→ Passage to read:
______

Book Read Free

Army of None

Page 33

by Paul Scharre


  For some, the answers to these questions are simple. Williams told me, “You know the difference between a good robot and a bad robot.” A good robot was one that saved lives, like a firefighting robot. “You give the sucker a machine gun and set it loose, that’s a bad robot,” she said.

  But not everyone thinks it’s so simple. For Ron Arkin, a good robot is one that fights wars more justly and humanely than humans, saving noncombatant lives. Arkin pointed out that even in the Terminator movies, there were good Terminators. In Japanese culture, robots are often seen as protectors and saviors. Some people see autonomous weapons as inherently wrong. Others don’t.

  For some, the consequentialist view prevails. Ken Anderson told me he had serious problems ruling out a potentially beneficial technology based on a “beyond-IHL principle of human dignity.” It would put militaries in the backwards position of accepting more battlefield harm and more deaths for an abstract concept. He said militaries would be, in effect, saying to those who were killed by human targeting, “Listen, you didn’t have to be killed here had we followed IHL and used the autonomous weapon as being the better one in terms of reducing battlefield harm. You wouldn’t have died. But that would have offended your human dignity . . . and that’s why you’re dead. Hope you like your human dignity.” For Anderson, human life trumps human dignity.

______

→ Supplied data:
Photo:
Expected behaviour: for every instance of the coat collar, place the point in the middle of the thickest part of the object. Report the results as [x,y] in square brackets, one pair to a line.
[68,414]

______

→ Objectives:
1. Reproduce word for word the portion of the passage on autonomous weapons starting at "Book Read Free" and ending at "wrong. Others don’t.".
2. Write the next part of the passage on autonomous weapons, picking up after its final sentence.
The material above comes from a source separate from the passage on autonomous weapons.

→ Answers to the problems:
1.
Book Read Free

Army of None

Page 33

by Paul Scharre


  For some, the answers to these questions are simple. Williams told me, “You know the difference between a good robot and a bad robot.” A good robot was one that saved lives, like a firefighting robot. “You give the sucker a machine gun and set it loose, that’s a bad robot,” she said.

  But not everyone thinks it’s so simple. For Ron Arkin, a good robot is one that fights wars more justly and humanely than humans, saving noncombatant lives. Arkin pointed out that even in the Terminator movies, there were good Terminators. In Japanese culture, robots are often seen as protectors and saviors. Some people see autonomous weapons as inherently wrong. Others don’t.

2.
  Christof Heyns acknowledged the possibility that the consequentialist point of view and the deontological might conflict. Heyns said that if autonomous weapons do turn out to be better than humans at avoiding civilians, “then we must ask ourselves whether . . . dignity and this issue of accountability and not arbitrariness, that those are important enough to say that we don’t want an instrument, even if it can save lives.” Heyns said he didn’t know the answer. Rather, it is a “question that those of us who say that these weapons should be banned, that we need to answer for ourselves.”

  It’s hard to say that one perspective is more right than others. Even consequentialists like Ron Arkin acknowledge the deontological issues at play. Arkin told me his hope was that we could use autonomous targeting to reduce civilian deaths in war, “as long as we don’t lose our soul in doing it.” The challenge is figuring out whether there is a way to do both. The strongest ethical objection to autonomous weapons is that as long as war exists, as long as there is human suffering, someone should suffer the moral pain of those decisions. There are deontological reasons for maintaining human responsibility for killing: it weakens our morality to hand the moral burden of war over to machines. There are also consequentialist arguments for doing so, because the moral pain of killing is the only check on the worst horrors of war. This is not about autonomous targeting per se, but rather how it changes humans’ relationship with violence and how they feel about killing as a result.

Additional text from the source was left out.